=== Estratto selezionato ===

Per giusta e completa informazione l'ENPA ha preso il gatto dal costoso ospedale di Legnaro e lo ha portato a sue spese a far curare da un veterinario.
Pagherà l'ENPA autotassando i propri associati.
LUCA
Per chi avesse voglia di approfondire, qui i riferimenti legislativi.
C. OBBLIGATORIETÀ DEL RICOVERO DI CANI E GATTI PUBBLICI PRESSO
CANILI E GATTILI SANITARI E RIFUGIO
Legge 14 agosto 1991, n. 281 - Legge quadro in materia di animali di affezione e prevenzione del
randagismo
14Art. 4 - Competenze dei comuni
1. [...] I comuni provvedono, altresì, al risanamento dei canili comunali esistenti e costruiscono rifugi
per i cani, nel rispetto dei criteri stabiliti con legge regionale e avvalendosi delle risorse di cui
all’articolo 3, comma 6. I comuni, singoli o associati, e le comunità montane provvedono a gestire i
canili e gattili sanitari direttamente o tramite convenzioni con le associazioni animaliste e zoofile o con
soggetti privati che garantiscano la presenza nella struttura di volontari delle associazioni animaliste e
zoofile preposti alla gestione delle adozioni e degli affidamenti dei cani e dei gatti.

=== Dati di origine ===

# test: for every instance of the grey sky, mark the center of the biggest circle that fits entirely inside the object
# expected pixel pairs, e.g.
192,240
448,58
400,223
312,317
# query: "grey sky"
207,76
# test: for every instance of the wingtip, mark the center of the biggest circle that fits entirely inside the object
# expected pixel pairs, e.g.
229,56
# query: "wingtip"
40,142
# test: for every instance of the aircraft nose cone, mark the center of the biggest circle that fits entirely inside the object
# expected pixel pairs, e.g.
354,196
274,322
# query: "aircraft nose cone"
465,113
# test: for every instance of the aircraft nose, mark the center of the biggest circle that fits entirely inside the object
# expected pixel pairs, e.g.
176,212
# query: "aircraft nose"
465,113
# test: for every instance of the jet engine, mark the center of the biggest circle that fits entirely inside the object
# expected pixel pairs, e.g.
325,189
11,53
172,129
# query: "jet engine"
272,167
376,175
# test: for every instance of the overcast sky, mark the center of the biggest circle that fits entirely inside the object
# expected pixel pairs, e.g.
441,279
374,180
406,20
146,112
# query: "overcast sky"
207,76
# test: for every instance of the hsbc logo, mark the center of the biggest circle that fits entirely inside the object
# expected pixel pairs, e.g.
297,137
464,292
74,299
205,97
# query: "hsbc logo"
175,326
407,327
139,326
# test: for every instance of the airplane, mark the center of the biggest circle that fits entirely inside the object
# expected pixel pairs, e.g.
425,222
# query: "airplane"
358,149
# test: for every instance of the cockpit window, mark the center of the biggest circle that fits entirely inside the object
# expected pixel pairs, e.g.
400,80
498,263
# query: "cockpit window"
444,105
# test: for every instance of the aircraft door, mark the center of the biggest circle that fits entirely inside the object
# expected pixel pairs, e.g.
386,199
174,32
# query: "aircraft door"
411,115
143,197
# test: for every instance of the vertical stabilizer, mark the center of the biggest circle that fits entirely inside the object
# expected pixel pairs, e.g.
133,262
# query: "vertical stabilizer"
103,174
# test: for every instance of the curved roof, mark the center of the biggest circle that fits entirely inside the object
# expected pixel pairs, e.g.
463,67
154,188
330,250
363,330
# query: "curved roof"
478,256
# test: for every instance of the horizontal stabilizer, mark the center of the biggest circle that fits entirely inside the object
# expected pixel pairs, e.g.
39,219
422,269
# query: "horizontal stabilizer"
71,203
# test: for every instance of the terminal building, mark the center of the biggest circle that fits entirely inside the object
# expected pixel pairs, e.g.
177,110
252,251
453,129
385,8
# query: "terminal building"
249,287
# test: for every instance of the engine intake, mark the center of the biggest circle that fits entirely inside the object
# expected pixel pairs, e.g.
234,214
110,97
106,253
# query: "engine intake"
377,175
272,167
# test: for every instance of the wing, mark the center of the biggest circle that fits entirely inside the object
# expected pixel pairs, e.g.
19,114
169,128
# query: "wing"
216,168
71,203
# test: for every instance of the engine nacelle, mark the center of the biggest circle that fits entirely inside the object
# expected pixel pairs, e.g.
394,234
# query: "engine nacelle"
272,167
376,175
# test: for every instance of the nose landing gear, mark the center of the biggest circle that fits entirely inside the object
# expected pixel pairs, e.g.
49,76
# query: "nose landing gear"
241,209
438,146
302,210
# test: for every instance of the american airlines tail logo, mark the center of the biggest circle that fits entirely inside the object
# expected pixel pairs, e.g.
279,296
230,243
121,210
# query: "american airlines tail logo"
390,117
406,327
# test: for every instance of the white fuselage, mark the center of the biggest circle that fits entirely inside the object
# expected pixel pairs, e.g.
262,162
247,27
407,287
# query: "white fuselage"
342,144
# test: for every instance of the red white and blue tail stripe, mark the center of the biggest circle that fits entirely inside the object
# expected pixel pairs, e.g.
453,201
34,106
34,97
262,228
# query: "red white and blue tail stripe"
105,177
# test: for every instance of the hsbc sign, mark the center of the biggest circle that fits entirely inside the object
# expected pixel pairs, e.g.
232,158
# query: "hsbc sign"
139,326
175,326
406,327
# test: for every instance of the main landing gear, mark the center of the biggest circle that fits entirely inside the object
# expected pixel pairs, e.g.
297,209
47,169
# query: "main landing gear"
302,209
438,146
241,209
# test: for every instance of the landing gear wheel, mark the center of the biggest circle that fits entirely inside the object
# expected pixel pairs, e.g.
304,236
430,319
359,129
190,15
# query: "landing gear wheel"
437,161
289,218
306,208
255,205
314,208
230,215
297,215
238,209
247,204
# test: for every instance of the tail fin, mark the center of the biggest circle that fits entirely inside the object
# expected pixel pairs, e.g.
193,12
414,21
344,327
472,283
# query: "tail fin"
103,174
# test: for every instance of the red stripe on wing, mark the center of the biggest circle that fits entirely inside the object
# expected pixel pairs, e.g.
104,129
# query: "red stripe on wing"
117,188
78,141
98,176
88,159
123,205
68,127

===

Consegna 1:
Ricopia dall'estratto il brano che comincia con le parole "Per giusta e" e termina dopo le parole "da un veterinario.".
Consegna 2:
Rispondi a queste domande basandoti sull'estratto:
(a) Chi pagherà le cure del gatto, e in che modo?
(b) Qual è la data e il numero della legge quadro citata?
(c) Secondo l'articolo 4, quali enti provvedono a gestire i canili e gattili sanitari?

Risultato 1:
Per giusta e completa informazione l'ENPA ha preso il gatto dal costoso ospedale di Legnaro e lo ha portato a sue spese a far curare da un veterinario.

Risultato 2:
(a) L'ENPA, autotassando i propri associati.
(b) Legge 14 agosto 1991, n. 281.
(c) I comuni, singoli o associati, e le comunità montane.